- TASK TO CARRY OUT -
Find "black metal fence" in the data, then restate the line it sits in and every later line word for word, ending with the last line.

--- BEGIN ---

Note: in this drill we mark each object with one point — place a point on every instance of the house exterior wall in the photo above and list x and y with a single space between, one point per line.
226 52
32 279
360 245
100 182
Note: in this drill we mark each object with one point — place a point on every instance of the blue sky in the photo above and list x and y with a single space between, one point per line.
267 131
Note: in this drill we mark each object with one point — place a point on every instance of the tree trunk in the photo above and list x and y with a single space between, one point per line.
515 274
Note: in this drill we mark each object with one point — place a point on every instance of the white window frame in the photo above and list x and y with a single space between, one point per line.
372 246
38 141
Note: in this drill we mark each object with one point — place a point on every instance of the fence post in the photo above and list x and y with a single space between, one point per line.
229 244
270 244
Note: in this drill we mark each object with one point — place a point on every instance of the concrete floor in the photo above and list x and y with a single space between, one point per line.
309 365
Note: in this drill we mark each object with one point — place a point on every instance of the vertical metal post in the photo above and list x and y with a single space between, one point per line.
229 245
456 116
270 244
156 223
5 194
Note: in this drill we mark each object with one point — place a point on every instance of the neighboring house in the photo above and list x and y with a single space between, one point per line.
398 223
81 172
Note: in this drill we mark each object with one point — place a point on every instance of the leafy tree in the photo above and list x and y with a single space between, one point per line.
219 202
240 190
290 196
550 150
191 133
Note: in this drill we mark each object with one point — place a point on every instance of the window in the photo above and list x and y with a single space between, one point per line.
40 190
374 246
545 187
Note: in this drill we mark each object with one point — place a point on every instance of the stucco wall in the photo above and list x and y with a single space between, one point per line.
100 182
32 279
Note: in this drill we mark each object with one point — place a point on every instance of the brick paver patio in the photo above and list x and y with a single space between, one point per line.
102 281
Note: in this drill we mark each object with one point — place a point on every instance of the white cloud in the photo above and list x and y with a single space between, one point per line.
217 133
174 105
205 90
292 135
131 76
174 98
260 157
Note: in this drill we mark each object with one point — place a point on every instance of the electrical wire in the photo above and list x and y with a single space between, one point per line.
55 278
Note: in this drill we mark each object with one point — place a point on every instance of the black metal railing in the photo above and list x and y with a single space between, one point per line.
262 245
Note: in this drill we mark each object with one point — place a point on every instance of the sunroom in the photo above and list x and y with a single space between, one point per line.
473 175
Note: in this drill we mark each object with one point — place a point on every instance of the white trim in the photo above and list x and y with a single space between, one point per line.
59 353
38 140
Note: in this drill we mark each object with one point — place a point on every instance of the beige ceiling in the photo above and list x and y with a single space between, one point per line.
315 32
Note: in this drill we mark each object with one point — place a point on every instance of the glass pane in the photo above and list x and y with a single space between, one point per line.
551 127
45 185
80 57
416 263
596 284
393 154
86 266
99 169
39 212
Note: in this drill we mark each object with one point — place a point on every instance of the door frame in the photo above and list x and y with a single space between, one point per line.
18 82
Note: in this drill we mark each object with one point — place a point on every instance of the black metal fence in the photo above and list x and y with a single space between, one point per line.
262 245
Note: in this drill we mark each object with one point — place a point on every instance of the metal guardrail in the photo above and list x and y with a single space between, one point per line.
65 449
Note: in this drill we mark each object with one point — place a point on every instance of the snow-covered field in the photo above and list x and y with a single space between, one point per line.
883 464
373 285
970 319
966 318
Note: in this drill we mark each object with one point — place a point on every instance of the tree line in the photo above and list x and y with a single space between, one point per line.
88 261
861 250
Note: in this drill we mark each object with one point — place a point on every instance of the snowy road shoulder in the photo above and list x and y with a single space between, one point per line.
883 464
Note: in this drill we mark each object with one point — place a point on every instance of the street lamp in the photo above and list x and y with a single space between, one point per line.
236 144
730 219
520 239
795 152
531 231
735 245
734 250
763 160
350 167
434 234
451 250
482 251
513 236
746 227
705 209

--- END ---

- RESULT FOR THIS TASK -
Note: in this drill we mark each object with one point — place a point on every instance of the black metal fence in the photo above and list x and y with a single space between, one point per line.
262 245
Note: in this drill we mark each object with one point — place a point on every instance of the metal guardrail in the photo above and list x and y with a single space between, one point per line.
65 449
Note: in this drill we mark each object with one point — place a point on every instance of the snow-covered field in the photo above and list x and y with a single space between, one point per line.
883 464
373 285
970 319
966 318
Note: in this drill we mark each object with one point — place a point on every instance of the tree line in the photo above and list x and y with a single space between, one point per line.
88 261
861 250
Note: in this drill we mark each object with one point — place a point on every instance of the snowy road shoulder in the photo above and list x and y with a single space between, one point per line.
883 464
Note: in this drill we mark each object with one point — place a point on every instance of the street lamp in the photo above and list x and y with a single space between, one point per line.
236 144
730 219
520 239
795 152
531 231
735 245
734 250
763 160
350 167
434 234
451 250
482 251
513 236
746 227
705 209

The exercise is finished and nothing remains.